## start Task material

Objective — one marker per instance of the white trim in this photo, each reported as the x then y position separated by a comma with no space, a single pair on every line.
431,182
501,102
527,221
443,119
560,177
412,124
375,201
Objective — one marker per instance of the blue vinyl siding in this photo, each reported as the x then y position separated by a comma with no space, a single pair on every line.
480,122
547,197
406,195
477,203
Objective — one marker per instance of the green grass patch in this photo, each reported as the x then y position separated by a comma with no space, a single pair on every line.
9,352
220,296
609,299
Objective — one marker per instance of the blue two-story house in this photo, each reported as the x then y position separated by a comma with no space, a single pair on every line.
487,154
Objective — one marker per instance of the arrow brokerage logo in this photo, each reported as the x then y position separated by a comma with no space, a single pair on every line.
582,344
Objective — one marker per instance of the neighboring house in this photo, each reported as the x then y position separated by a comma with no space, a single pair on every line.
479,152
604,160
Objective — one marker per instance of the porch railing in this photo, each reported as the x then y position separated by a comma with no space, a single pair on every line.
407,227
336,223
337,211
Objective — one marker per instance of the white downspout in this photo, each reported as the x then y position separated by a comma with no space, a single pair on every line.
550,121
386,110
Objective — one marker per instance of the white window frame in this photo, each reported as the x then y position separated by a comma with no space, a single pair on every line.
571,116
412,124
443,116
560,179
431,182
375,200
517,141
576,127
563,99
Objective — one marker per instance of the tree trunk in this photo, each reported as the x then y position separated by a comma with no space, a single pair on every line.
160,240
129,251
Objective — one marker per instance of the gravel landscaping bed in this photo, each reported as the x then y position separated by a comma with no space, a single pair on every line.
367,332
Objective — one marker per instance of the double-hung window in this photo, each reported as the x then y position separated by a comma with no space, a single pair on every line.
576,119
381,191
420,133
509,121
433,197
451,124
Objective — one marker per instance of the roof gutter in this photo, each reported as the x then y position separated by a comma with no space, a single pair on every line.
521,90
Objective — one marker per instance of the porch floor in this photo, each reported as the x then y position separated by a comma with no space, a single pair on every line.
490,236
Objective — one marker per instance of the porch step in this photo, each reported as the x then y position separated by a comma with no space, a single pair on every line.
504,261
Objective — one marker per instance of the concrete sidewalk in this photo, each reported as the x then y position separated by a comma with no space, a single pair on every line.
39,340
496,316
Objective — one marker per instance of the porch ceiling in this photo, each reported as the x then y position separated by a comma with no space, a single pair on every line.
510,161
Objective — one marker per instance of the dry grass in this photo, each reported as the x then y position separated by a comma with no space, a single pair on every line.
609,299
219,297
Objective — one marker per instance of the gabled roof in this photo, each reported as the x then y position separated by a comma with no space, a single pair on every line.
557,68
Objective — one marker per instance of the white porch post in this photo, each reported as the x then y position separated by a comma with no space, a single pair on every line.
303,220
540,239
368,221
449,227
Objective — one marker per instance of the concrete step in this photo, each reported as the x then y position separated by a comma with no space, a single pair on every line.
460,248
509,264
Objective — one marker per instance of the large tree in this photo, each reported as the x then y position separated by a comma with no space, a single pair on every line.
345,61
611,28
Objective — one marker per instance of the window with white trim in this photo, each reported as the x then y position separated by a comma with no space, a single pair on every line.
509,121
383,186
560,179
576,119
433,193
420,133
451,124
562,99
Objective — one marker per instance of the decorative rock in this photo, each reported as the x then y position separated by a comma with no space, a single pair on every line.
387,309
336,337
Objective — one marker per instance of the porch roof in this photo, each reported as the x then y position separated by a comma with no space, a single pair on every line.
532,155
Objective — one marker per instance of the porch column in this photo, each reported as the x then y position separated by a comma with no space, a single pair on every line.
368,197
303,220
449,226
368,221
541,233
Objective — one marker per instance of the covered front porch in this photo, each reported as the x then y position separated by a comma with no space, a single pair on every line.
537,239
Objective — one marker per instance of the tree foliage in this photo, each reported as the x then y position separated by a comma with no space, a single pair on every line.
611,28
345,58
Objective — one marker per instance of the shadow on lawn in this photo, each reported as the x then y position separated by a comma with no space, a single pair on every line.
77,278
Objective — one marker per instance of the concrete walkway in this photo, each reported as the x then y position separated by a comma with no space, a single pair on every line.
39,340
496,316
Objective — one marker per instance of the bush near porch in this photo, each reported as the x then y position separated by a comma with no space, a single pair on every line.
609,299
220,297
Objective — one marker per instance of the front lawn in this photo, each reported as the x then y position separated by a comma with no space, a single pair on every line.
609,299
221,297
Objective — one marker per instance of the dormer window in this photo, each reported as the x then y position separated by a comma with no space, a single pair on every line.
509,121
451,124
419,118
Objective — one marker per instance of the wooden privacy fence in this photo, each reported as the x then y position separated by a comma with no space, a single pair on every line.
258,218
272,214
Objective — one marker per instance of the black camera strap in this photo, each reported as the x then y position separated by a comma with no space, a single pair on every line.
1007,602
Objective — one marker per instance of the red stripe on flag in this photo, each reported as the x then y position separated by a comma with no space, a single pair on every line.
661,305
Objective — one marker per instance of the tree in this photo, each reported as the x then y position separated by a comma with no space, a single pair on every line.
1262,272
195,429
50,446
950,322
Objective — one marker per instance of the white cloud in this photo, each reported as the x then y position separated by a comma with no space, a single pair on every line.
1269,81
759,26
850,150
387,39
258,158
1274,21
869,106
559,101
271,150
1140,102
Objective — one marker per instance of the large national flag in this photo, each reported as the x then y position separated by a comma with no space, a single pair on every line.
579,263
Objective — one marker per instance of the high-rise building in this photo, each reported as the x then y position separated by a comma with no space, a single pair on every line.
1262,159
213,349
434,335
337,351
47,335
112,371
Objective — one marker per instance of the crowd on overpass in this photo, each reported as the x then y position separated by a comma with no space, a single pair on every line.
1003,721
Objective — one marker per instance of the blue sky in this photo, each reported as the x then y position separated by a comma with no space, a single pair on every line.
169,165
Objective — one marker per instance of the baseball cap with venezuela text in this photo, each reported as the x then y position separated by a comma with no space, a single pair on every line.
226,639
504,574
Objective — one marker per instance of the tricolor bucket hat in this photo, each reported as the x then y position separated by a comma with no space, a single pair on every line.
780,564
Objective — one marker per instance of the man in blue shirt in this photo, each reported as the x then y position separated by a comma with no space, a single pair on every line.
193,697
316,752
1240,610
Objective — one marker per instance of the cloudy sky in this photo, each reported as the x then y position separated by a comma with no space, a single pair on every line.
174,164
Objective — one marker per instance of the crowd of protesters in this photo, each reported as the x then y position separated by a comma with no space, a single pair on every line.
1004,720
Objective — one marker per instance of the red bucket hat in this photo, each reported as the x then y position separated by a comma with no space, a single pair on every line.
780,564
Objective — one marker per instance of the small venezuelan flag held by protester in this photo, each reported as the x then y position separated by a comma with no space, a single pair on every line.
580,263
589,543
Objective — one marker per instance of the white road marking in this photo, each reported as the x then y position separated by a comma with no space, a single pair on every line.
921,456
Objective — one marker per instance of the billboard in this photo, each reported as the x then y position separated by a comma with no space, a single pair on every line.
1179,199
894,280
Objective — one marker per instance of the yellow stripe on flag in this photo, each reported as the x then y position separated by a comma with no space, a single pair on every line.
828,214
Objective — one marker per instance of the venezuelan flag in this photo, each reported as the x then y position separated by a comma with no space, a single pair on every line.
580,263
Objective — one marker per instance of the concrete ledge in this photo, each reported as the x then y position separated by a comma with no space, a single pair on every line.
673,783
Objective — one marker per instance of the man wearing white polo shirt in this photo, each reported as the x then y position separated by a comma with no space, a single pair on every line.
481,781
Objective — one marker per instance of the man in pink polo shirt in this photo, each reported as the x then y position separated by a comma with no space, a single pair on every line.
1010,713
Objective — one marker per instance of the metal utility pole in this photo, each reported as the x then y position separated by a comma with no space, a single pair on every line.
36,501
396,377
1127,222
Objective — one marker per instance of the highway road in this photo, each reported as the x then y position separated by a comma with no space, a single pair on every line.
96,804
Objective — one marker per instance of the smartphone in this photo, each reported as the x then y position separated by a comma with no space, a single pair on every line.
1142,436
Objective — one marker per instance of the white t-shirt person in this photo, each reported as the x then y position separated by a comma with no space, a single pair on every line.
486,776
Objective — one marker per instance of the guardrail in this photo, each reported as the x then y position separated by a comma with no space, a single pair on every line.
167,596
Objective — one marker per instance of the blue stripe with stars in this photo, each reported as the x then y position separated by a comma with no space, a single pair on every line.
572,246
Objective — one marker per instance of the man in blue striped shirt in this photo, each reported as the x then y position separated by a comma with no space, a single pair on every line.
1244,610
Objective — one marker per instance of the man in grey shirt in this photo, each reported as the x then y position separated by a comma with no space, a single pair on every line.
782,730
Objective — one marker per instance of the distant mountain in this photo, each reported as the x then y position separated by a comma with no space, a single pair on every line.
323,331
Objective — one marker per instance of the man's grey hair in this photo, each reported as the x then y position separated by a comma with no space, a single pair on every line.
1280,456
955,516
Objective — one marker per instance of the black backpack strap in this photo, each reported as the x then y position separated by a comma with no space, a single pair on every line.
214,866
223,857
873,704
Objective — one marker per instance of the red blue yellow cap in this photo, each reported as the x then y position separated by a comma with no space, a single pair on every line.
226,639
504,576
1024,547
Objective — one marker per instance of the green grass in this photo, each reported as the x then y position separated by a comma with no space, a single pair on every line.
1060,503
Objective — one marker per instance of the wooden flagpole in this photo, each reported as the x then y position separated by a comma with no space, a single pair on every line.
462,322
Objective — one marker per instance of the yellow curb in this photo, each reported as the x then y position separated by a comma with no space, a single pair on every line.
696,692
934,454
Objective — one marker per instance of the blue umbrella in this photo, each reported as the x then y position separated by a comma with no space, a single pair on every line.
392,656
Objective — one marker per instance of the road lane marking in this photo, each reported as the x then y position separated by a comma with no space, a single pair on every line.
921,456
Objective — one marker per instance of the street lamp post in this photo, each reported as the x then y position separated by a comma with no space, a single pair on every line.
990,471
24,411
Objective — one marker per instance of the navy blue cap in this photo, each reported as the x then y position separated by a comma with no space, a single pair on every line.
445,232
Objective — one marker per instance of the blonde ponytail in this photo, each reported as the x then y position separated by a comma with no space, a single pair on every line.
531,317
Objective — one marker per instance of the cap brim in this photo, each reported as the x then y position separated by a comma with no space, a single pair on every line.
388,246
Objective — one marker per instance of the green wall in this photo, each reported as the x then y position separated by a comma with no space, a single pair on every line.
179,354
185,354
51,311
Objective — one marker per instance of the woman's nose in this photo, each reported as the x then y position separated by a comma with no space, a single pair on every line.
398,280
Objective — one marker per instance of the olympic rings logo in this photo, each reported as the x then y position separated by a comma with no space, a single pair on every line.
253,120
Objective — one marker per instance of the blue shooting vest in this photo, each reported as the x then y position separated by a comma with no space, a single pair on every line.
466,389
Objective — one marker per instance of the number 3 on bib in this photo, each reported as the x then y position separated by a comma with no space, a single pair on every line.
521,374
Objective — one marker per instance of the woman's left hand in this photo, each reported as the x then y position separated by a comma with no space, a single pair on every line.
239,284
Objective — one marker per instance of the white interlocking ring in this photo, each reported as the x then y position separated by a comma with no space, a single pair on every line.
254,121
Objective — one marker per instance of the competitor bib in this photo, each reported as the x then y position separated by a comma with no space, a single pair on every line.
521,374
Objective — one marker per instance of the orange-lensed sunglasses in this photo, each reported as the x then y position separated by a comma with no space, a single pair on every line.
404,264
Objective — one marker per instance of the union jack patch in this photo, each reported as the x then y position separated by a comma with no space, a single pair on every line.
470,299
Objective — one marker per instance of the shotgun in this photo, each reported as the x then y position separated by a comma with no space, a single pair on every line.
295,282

## end Task material

### Directions for this task
Repeat exactly the lines starting at the line with "Objective — one marker per instance of the competitor" and ending with the final line of the entries. Include nothing else.

### Result
Objective — one marker per instance of the competitor bib in this photo, each reported as the x then y position separated by a comma with no space, a single pair on every line.
521,374
Objective — one marker per instance of the orange-lensed sunglasses in this photo, each reported as the x then y position separated by a comma with no space, a single pair on every line.
404,264
Objective — one marker per instance of the union jack patch in this photo, each reported as the x then y position separated by a comma with no space, a single pair on every line.
470,299
Objective — one marker per instance of the shotgun in this photo, each reported as the x then y position separated by a comma with no space, a single pair on every line.
295,282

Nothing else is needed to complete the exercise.